TEXT:
○ ○ ○ ○ ○ ○ ○

# 29Gal restock?



## lefty31 (Jul 19, 2010)

I currently have a 29Gal bow-front with 2 3spot gourami in it, all other fish are getting re-homed to a 55Gal.

My 10 gallon has 5 Tiger Barbs a clown pleco and a molly all of which are going to the 29Gal.

What else would you put in there and why? I want plenty of movement in the tank to keep it exciting =D

Also what kind of Low-Med light plants would work in there? Lot of depth to the tank. Thinking a single sword possibly?


----------



## celticsfan13 (Nov 7, 2010)

hey if this is only 4 display not breeding then maybe some angelfish would do because they are actually semi agressive so if u get bigger 1s then they can hold there own against gouramis


----------



## lefty31 (Jul 19, 2010)

There's angels in there ATM and their moving into my 55Gal I'm getting this weekend. I think I'm going to turn it into a planted possibly with barbs gouramis and something else maybe?

○ ○ ○ ○ ○ ○ ○

DATASET EXTRACT:

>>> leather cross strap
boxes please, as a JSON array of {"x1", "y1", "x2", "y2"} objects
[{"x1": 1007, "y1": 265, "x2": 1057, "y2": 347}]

○ ○ ○ ○ ○ ○ ○

INSTRUCTION: Transcribe the passage of the aquarium thread above from "I currently have" to "single sword possibly?" without changing a word.

WRITTEN REPLY:
I currently have a 29Gal bow-front with 2 3spot gourami in it, all other fish are getting re-homed to a 55Gal.

My 10 gallon has 5 Tiger Barbs a clown pleco and a molly all of which are going to the 29Gal.

What else would you put in there and why? I want plenty of movement in the tank to keep it exciting =D

Also what kind of Low-Med light plants would work in there? Lot of depth to the tank. Thinking a single sword possibly?